:: Given exercise ::
Copy out the lines of the data below, from the line containing "Mark one point on each instance of the reindeer leg" through the line containing "pixel 152 246", inclusive.
━━━ Dataset rows
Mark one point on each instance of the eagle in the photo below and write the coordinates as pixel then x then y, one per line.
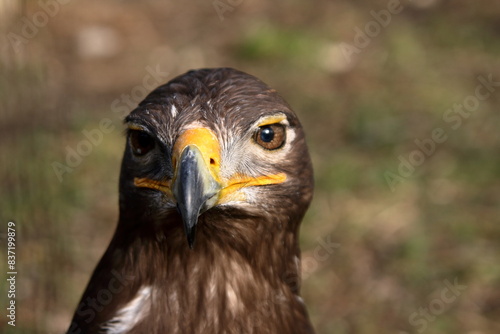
pixel 215 180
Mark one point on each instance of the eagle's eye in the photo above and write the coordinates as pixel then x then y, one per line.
pixel 141 142
pixel 271 136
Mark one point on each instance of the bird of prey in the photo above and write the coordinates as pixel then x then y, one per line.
pixel 215 179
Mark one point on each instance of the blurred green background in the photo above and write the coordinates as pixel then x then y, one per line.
pixel 399 235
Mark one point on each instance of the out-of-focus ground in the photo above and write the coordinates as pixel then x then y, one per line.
pixel 408 188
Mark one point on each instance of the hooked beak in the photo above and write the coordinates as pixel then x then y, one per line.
pixel 197 185
pixel 194 188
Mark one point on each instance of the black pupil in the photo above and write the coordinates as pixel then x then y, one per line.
pixel 267 134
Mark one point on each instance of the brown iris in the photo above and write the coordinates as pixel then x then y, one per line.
pixel 271 136
pixel 141 142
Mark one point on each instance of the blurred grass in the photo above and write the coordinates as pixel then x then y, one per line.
pixel 396 247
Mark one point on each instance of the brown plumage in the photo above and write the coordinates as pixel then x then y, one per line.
pixel 218 157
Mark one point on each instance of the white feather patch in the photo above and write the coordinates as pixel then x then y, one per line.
pixel 130 315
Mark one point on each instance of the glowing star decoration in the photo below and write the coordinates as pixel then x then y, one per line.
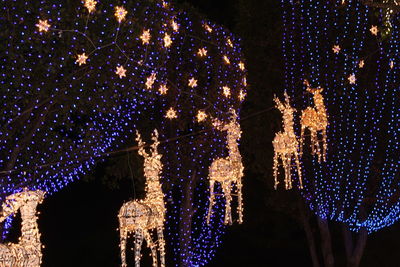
pixel 374 30
pixel 208 28
pixel 229 42
pixel 43 26
pixel 226 91
pixel 171 114
pixel 226 59
pixel 163 89
pixel 142 216
pixel 175 26
pixel 28 251
pixel 286 145
pixel 202 52
pixel 81 59
pixel 121 71
pixel 241 65
pixel 167 40
pixel 242 95
pixel 228 171
pixel 315 119
pixel 120 13
pixel 201 116
pixel 90 5
pixel 150 80
pixel 192 82
pixel 145 37
pixel 336 49
pixel 352 78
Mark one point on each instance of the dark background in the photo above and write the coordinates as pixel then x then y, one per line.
pixel 79 224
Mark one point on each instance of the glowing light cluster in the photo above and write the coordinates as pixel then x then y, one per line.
pixel 228 171
pixel 286 145
pixel 28 251
pixel 142 216
pixel 347 50
pixel 316 120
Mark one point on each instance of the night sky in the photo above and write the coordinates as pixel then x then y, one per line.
pixel 79 223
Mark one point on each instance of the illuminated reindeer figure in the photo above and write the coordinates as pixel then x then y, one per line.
pixel 286 144
pixel 27 252
pixel 315 119
pixel 228 171
pixel 142 216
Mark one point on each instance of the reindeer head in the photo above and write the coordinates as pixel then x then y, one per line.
pixel 20 200
pixel 152 163
pixel 287 111
pixel 232 127
pixel 316 92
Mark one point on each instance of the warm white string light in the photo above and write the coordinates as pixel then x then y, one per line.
pixel 27 252
pixel 142 216
pixel 315 119
pixel 286 145
pixel 228 171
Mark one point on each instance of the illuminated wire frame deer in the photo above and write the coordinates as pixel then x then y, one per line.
pixel 228 171
pixel 315 119
pixel 27 252
pixel 142 216
pixel 286 145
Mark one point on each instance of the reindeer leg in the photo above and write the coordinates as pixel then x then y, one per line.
pixel 288 180
pixel 298 167
pixel 161 243
pixel 240 200
pixel 275 168
pixel 211 200
pixel 138 246
pixel 152 246
pixel 302 139
pixel 228 198
pixel 324 144
pixel 123 236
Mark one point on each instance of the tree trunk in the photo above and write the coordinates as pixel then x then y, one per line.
pixel 185 224
pixel 354 253
pixel 326 242
pixel 305 218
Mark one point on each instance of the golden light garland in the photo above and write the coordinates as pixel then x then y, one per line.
pixel 120 13
pixel 150 80
pixel 142 216
pixel 145 37
pixel 90 5
pixel 228 171
pixel 81 59
pixel 171 114
pixel 315 119
pixel 28 251
pixel 192 82
pixel 121 71
pixel 43 25
pixel 286 145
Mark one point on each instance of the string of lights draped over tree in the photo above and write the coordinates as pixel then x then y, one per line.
pixel 345 48
pixel 74 79
pixel 206 80
pixel 80 76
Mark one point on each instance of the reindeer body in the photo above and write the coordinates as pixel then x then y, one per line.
pixel 316 120
pixel 286 145
pixel 27 252
pixel 228 171
pixel 142 216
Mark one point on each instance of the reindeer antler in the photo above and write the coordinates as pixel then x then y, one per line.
pixel 154 146
pixel 278 104
pixel 141 145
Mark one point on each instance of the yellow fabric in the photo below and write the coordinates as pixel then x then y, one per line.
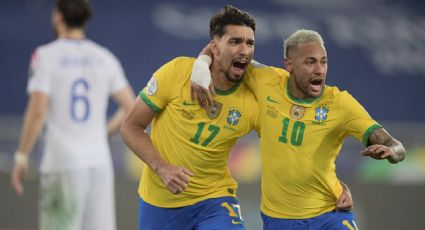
━━━━━━
:: Worked solution ::
Mark one point on each instance of the reindeer leg in the photo above and write the coordinates as pixel then x then y, one per line.
pixel 288 180
pixel 298 167
pixel 161 243
pixel 240 200
pixel 275 168
pixel 211 200
pixel 138 246
pixel 152 246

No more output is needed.